## Task objective
Please count the lines in the rows below that contain the string "negative", treating uppercase and lowercase as different. Reply with the number alone.

## Provided data
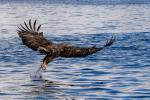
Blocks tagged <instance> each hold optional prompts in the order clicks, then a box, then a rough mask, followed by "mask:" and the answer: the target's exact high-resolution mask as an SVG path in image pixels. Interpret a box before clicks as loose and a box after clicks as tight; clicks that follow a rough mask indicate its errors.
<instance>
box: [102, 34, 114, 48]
mask: <svg viewBox="0 0 150 100" xmlns="http://www.w3.org/2000/svg"><path fill="white" fill-rule="evenodd" d="M115 41H116V38H115V37H114V36H112V37H111V39H110V40H107V41H106V44H105V45H104V47H109V46H111V45H112V44H113V43H114V42H115Z"/></svg>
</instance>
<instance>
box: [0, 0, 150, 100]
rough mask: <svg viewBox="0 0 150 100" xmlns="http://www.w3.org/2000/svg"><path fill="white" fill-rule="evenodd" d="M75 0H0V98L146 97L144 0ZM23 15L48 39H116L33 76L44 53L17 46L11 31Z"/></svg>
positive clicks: (145, 14)
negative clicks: (38, 29) (102, 48)
mask: <svg viewBox="0 0 150 100" xmlns="http://www.w3.org/2000/svg"><path fill="white" fill-rule="evenodd" d="M81 1H82V2H81ZM81 1H80V0H70V1H69V0H66V1H65V0H62V1H61V0H45V1H44V0H43V1H42V0H41V1H39V0H37V1H36V0H33V1H32V0H22V1H19V0H14V1H13V0H6V1H3V0H1V1H0V100H150V3H149V2H148V0H145V2H144V0H143V1H142V0H141V1H140V0H126V1H132V2H125V0H122V1H124V2H125V3H121V0H118V2H116V1H117V0H116V1H115V0H106V1H107V2H104V0H93V1H92V0H91V1H90V0H81ZM102 1H103V2H102ZM133 1H135V2H133ZM139 2H140V3H139ZM29 19H31V21H32V22H33V21H34V20H37V24H38V25H39V24H41V25H42V27H41V29H40V31H41V32H43V34H44V37H45V38H46V39H48V40H49V41H52V42H54V43H68V44H70V45H74V46H79V47H92V46H93V45H96V46H97V47H102V46H103V45H104V44H105V43H106V41H107V40H109V39H110V38H111V37H112V36H113V37H115V39H116V41H115V42H114V44H113V45H112V46H110V47H109V48H106V49H104V50H102V51H99V52H97V53H95V54H93V55H89V56H87V57H83V58H62V57H59V58H56V59H54V61H52V62H50V63H49V65H48V68H47V70H45V71H42V72H40V73H38V74H36V77H35V72H36V70H37V69H38V68H39V66H40V63H41V62H42V59H43V58H44V55H41V54H40V53H39V52H35V51H33V50H31V49H29V48H28V47H27V46H25V45H23V43H22V41H21V39H20V38H19V36H18V34H17V31H16V29H18V28H17V26H19V25H20V24H23V23H24V21H25V22H27V23H28V21H29Z"/></svg>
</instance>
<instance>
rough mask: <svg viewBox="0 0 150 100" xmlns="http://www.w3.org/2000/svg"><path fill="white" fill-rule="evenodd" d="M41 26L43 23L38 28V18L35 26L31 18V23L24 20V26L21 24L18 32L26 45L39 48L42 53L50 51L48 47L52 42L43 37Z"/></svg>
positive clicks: (25, 44) (42, 32) (31, 46)
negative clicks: (47, 49) (41, 30)
mask: <svg viewBox="0 0 150 100" xmlns="http://www.w3.org/2000/svg"><path fill="white" fill-rule="evenodd" d="M40 27H41V25H39V26H38V27H37V28H36V20H35V21H34V24H33V26H32V23H31V20H29V25H27V23H26V22H24V26H23V25H20V27H18V29H17V32H18V34H19V36H20V38H21V39H22V41H23V43H24V44H25V45H26V46H28V47H29V48H31V49H33V50H39V51H40V52H41V53H48V52H50V51H49V50H47V48H46V47H47V46H48V45H50V44H52V42H50V41H48V40H47V39H45V38H44V37H43V32H39V29H40Z"/></svg>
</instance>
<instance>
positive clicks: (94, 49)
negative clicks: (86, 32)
mask: <svg viewBox="0 0 150 100" xmlns="http://www.w3.org/2000/svg"><path fill="white" fill-rule="evenodd" d="M114 41H115V38H114V37H112V38H111V39H110V40H107V42H106V43H105V44H104V46H103V47H96V46H93V47H75V46H64V47H62V48H61V49H62V52H61V53H60V56H62V57H85V56H88V55H91V54H93V53H96V52H98V51H100V50H102V49H104V48H106V47H109V46H111V45H112V44H113V43H114Z"/></svg>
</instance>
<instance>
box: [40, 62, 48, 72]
mask: <svg viewBox="0 0 150 100" xmlns="http://www.w3.org/2000/svg"><path fill="white" fill-rule="evenodd" d="M47 66H48V65H47V64H46V63H42V64H41V67H40V68H41V69H42V70H46V68H47Z"/></svg>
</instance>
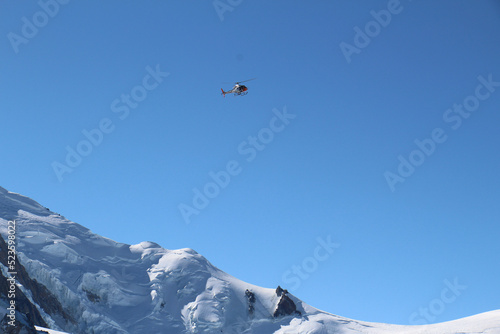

## Result
3